### Passage
It’s very hard to survive when you irritate people in that region.
— Americo Leal
“Dorothy really loved the forest, and she would walk around for hours. It was like walking around in God’s arms.” As Sister Becky Spires remembers her friend and colleague, Sister Dorothy Stang, the camera in They Killed Sister Dorothy hovers over a footpath leading through green, verdant foliage. It’s an image both elegiac and eerie, imagining the embrace Spires describes while also alluding to the last moments of Stang’s life, as she was gunned down in Anapú, Pará, Brazil, surrounded by trees and sky and the sounds of insects, on 12 February 2005.
Seventy-three-year-old Sister Dorothy hailed from Dayton, Ohio and became a naturalized Brazilian citizen in order to live and work with local farmers. As the film begins, her brother David sits aboard a plane, gazing out the window at clouds. “I’m going to Brazil because that’s where my sister is,” he says. “My sister was murdered there and I’m going to her grave. There are things that you just do, you don’t think about whether you can or can’t, you just do.” David’s difficult journey provides a basic structure for Daniel Junge’s documentary, as he seeks the story of Dorothy’s death and attends the ensuing courtroom prosecutions of her killers.
A member of the Sisters of Notre Dame de Namur order, the woman who became known to some as the “Angel of the Amazon” found herself among the peasants of Anapú. Working tirelessly against deforestation, she helped the farmers to lay claim to acres of land under the Sustainable Development Project (PDS). The first settlement she helped to organize was “modest,” according to narrator Martin Sheen, just 600 families. And yet it threatened their opponents, loggers and ranchers who also claimed the land, rejecting PDS and proclaiming Sister Dorothy “persona non grata.” If she was beloved by the people she worked with — including federal prosecutor Felicio Pontes, who oversaw the legal aspects of implanting PDS — she was reviled by others. One man suggests she got what she deserved, that “She was dragged down by her own claws.”

### Request
Answer these questions using the passage about Sister Dorothy Stang:
1. On what date was she shot?
2. Which city and state did she come from?
3. Who narrates the documentary?

### Rows
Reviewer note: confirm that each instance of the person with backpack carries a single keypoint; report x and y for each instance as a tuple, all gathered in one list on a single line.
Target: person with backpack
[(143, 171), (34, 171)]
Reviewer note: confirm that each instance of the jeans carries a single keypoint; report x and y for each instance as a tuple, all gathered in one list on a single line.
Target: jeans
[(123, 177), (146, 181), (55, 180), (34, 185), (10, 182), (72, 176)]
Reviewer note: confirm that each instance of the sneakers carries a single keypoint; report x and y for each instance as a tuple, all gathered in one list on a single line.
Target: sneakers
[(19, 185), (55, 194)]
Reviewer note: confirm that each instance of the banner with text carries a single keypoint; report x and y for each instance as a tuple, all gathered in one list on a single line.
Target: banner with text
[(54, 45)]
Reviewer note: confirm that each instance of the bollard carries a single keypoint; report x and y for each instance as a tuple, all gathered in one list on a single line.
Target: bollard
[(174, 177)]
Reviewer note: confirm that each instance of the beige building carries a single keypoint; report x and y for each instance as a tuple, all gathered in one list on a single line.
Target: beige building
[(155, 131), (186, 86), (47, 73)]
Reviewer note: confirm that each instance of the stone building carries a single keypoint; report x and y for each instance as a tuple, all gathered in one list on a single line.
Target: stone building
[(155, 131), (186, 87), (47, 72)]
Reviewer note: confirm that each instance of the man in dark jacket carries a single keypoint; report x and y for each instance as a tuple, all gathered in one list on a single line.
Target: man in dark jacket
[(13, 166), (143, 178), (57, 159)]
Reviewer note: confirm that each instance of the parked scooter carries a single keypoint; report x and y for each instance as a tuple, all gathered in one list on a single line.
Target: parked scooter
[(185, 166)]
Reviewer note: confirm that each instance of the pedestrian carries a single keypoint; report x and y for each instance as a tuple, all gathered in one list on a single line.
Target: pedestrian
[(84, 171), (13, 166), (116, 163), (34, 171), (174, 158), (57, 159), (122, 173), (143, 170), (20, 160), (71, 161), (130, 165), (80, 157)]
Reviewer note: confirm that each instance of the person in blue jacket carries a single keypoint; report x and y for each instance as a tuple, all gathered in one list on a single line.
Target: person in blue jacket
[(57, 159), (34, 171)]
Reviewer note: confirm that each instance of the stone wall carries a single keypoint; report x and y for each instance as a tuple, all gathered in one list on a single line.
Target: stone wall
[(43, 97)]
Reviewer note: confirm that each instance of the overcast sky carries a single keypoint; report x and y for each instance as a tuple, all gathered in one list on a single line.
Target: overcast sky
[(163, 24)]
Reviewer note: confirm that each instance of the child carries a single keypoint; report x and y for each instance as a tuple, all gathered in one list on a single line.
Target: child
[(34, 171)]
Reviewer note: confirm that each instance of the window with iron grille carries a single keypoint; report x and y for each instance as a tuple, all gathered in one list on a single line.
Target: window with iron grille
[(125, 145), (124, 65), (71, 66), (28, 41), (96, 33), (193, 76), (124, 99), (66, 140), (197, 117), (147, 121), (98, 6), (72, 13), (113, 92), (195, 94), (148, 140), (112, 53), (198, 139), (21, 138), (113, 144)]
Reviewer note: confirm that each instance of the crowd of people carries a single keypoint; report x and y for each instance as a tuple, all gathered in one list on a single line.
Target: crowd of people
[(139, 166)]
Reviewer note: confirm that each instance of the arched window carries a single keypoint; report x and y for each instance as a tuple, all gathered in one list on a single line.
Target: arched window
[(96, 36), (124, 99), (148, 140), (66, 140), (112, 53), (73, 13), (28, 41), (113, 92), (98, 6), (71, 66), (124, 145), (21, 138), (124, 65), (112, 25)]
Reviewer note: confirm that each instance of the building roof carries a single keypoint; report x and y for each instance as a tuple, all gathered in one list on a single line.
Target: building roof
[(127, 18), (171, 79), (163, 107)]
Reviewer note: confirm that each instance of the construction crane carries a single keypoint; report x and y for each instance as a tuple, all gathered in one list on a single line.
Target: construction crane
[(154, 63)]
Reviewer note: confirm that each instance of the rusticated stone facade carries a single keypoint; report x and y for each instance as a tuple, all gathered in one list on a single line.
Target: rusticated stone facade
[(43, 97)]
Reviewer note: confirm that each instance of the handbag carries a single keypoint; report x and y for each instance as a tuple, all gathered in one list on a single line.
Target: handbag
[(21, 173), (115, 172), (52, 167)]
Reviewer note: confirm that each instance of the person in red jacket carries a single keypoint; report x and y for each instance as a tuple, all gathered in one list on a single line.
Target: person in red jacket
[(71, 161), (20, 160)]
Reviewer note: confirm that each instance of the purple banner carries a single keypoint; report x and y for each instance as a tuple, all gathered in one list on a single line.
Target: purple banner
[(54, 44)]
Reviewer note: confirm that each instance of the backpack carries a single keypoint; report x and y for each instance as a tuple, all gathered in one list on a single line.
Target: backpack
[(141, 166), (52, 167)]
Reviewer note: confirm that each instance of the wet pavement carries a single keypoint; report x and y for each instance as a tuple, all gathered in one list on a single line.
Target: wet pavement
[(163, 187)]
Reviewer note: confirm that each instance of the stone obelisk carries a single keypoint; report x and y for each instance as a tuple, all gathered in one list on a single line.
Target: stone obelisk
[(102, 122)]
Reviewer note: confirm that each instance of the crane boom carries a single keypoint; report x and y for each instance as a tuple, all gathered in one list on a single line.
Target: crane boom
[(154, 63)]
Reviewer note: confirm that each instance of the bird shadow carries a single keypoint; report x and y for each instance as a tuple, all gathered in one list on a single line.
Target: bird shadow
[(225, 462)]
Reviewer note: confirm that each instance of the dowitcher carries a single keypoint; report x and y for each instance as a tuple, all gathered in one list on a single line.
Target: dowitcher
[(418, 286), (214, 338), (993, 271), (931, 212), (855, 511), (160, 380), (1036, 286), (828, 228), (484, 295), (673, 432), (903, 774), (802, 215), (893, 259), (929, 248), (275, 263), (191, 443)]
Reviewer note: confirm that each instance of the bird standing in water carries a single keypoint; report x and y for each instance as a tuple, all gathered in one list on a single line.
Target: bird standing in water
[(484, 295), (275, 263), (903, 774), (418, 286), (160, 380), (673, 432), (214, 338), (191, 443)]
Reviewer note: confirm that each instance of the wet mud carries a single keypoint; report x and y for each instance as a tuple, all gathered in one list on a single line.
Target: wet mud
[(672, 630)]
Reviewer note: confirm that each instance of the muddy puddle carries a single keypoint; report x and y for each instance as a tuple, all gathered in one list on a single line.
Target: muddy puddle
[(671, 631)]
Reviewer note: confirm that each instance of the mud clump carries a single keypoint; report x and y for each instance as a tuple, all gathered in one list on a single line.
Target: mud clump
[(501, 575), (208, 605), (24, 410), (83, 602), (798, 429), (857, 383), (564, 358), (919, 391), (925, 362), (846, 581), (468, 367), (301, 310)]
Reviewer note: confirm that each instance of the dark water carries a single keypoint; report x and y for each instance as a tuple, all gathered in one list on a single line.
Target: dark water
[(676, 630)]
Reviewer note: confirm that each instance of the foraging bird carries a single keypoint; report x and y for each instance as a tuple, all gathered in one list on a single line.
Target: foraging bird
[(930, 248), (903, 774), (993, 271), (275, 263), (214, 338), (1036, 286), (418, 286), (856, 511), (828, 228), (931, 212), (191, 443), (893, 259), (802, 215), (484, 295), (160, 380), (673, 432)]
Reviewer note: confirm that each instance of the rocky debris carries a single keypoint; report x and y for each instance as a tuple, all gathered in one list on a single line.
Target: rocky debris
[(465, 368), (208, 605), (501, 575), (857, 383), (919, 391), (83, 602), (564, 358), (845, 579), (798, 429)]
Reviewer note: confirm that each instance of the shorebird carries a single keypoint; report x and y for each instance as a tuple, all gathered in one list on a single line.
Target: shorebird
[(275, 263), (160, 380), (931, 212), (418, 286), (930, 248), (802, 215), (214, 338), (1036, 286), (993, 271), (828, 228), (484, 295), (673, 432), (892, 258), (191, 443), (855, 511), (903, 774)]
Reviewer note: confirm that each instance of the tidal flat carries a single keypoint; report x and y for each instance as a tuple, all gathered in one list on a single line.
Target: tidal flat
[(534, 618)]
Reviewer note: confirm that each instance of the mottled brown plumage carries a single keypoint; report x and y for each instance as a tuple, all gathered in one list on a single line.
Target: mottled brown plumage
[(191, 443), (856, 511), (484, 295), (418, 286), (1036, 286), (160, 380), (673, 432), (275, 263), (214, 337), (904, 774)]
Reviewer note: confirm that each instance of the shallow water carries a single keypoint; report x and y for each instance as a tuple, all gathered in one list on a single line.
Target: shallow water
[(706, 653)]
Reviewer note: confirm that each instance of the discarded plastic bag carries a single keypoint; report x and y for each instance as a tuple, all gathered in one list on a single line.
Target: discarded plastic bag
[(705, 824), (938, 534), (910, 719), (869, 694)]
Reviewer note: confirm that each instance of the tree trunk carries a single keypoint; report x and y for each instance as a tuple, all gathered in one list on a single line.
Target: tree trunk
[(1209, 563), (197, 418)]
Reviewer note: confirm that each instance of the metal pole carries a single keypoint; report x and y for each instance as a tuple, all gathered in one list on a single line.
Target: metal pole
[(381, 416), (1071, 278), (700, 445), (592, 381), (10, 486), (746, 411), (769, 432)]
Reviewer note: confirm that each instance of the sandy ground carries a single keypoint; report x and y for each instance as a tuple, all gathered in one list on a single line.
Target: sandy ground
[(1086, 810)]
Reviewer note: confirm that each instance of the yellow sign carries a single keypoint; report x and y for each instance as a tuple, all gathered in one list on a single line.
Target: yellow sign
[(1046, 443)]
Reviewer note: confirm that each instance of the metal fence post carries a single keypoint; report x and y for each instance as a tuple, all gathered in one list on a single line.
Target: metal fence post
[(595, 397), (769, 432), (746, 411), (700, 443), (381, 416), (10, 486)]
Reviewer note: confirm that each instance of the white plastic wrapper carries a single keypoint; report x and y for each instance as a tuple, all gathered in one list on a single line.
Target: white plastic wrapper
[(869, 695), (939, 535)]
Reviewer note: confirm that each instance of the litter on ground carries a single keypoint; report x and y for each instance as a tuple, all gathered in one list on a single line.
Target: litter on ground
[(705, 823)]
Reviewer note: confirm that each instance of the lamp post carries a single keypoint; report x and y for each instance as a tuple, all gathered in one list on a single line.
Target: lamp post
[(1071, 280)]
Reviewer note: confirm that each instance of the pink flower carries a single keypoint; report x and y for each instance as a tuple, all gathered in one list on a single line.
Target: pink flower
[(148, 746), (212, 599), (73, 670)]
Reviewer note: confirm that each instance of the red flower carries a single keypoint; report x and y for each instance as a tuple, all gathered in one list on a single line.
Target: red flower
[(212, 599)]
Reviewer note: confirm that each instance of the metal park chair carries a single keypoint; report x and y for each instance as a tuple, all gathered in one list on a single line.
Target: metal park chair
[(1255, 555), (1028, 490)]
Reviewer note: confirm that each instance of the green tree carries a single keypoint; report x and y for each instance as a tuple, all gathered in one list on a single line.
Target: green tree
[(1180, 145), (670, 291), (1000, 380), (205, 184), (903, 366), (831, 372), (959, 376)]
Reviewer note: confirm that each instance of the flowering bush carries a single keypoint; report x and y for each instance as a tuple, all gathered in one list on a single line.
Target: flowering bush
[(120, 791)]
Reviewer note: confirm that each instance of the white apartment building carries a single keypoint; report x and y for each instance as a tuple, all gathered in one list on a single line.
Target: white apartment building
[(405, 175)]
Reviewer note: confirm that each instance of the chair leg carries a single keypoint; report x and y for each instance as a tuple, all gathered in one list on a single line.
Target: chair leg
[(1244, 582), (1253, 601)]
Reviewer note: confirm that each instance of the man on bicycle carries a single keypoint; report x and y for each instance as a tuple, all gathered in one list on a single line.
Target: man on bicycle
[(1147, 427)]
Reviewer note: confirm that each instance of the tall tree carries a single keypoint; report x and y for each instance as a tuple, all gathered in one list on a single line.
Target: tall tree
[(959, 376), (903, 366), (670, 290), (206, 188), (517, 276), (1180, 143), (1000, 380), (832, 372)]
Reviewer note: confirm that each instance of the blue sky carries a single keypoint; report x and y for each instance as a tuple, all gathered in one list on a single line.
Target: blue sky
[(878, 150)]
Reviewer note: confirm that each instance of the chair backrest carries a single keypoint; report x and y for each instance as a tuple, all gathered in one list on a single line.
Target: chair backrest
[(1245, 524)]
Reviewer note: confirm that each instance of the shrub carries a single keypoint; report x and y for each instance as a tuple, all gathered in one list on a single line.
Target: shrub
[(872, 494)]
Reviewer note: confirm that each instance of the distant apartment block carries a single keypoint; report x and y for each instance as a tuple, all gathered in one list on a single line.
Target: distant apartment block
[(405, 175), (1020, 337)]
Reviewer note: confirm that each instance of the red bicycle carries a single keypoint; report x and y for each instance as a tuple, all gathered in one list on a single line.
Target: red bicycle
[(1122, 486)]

### Exercise result
1. 12 February 2005
2. Dayton, Ohio
3. Martin Sheen